→ Excerpted passage
— START —

1. A state may waive, by appearing, its immunity as a sovereign
from being sued by individuals. P.
290 U. S.
24.
2. But an intervention in a suit pending in a federal court,
limited to a request of the state that securities involved in that
suit be not distributed but be held in the registry until a claim
of the state in regard to them may be adjudicated in a proceeding
begun by the state in its own court, is not such an appearance as
will subject the state to a litigation of the claim in the federal
court. P.
290 U. S.
25.
3. The Eleventh Amendment is an explicit limitation upon the
judicial power of the United states, and applies to equitable
demands and remedies as well as to suits for money judgments. Pp.
290 U. S. 25,
290 U. S.
27.
Page 290 U. S. 19
4. Even for the protection of its own decree, and of property
rights thereby determined
quasi in rem, a federal court
cannot entertain a supplemental and ancillary bill against a state
which has not appeared in the litigation and does not consent to be
sued. P.

— END —

→ Stated task 1
Pick out every line of the records below that contains the word "blue", treating uppercase and lowercase as different.

→ Data for processing
— START —

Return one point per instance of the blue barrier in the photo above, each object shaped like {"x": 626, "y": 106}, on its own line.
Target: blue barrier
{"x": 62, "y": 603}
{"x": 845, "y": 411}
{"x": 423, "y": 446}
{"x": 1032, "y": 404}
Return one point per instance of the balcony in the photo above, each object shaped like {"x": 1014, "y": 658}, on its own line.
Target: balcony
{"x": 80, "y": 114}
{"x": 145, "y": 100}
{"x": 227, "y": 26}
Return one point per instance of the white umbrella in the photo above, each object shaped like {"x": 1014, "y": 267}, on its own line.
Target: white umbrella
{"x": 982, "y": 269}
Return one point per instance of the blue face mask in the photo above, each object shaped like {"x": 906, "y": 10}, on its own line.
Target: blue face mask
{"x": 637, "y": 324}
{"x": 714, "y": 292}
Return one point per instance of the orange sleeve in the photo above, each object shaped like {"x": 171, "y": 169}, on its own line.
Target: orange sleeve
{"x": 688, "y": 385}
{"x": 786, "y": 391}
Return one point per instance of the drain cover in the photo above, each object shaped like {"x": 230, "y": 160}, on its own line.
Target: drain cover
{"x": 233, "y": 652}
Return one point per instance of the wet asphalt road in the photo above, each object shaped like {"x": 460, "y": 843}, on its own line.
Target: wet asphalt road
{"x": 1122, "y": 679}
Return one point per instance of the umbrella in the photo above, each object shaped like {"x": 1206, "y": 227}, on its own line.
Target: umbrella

— END —

→ Stated task 2
Decide whether each statement agrees with the legal summary above. Answer yes or no for each, and quote the words of the summary that settle it.
(a) A state may give up its sovereign immunity from suits by individuals by appearing.
(b) The Eleventh Amendment applies only to suits for money judgments.
(c) To protect its own decree, a federal court may entertain an ancillary bill against a state that has not appeared and does not consent to be sued.

→ Problem solution 1
Return one point per instance of the blue barrier in the photo above, each object shaped like {"x": 626, "y": 106}, on its own line.
Target: blue barrier
Return one point per instance of the blue face mask in the photo above, each object shaped like {"x": 906, "y": 10}, on its own line.
Target: blue face mask

→ Problem solution 2
(a) Yes: "A state may waive, by appearing, its immunity as a sovereign from being sued by individuals."
(b) No: "applies to equitable demands and remedies as well as to suits for money judgments."
(c) No: "a federal court cannot entertain a supplemental and ancillary bill against a state which has not appeared in the litigation and does not consent to be sued."